- Assignment:
If a line in the records contains the string "instance", show that line.

- Material provided:
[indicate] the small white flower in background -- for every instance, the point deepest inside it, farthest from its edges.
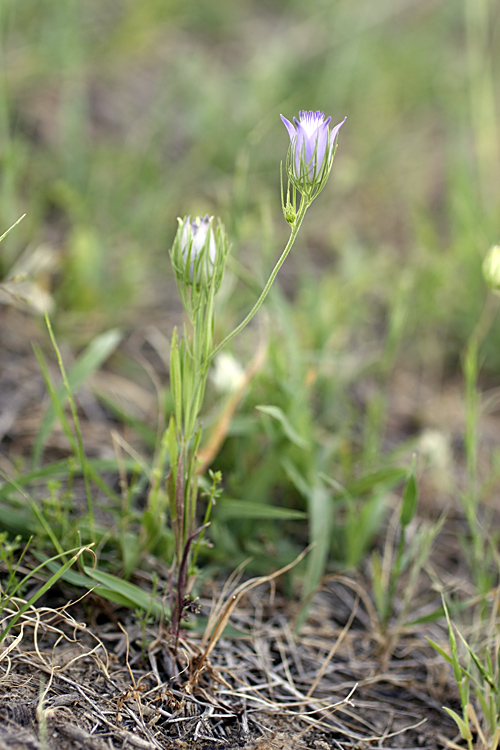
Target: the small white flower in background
(491, 269)
(227, 374)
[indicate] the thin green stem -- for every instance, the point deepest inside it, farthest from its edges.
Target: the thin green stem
(81, 452)
(295, 230)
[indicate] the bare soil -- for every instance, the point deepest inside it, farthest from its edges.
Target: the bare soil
(90, 675)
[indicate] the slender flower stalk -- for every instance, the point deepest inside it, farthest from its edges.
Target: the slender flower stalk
(293, 236)
(198, 257)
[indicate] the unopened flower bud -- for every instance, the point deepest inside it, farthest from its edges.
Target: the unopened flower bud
(491, 269)
(198, 248)
(198, 257)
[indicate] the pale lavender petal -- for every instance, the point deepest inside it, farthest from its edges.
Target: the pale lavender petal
(321, 141)
(333, 134)
(304, 139)
(288, 125)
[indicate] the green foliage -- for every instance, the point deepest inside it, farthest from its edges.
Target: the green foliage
(117, 118)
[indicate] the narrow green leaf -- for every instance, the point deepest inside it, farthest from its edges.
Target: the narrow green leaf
(410, 499)
(128, 593)
(462, 726)
(227, 509)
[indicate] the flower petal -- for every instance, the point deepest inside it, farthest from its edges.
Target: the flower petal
(333, 134)
(288, 125)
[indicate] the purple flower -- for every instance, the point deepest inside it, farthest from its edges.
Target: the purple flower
(311, 148)
(198, 247)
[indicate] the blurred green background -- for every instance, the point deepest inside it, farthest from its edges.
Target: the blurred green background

- Solution to this exercise:
[indicate] the small white flower in background -- for every instance, the point deepest inside it, farthest from its edges.
[indicate] the thin green stem -- for every instance, the point deepest inside it, farthest from its edges.
[indicate] the bare soil -- for every instance, the point deepest inside it, farthest from its edges.
[indicate] the slender flower stalk -- for every instance, the point deepest inside it, farthest from its edges.
[indicate] the unopened flower bud -- for every instance, the point deepest inside it, farthest from its edges.
[indicate] the pale lavender petal -- for every instance, the point deepest inside it, farthest from its edges.
[indicate] the green foliage -- for every instance, the point deepest inside it, farthest from its edges.
[indicate] the narrow green leaf -- for every instance, the point deepest inside it, farthest from its edges.
[indicate] the flower petal -- for every instance, the point deepest inside it, farthest from its edges.
[indicate] the purple flower -- for every instance, the point deepest inside it, farthest from its edges.
[indicate] the blurred green background -- for every instance, the point deepest inside it, farthest from its edges.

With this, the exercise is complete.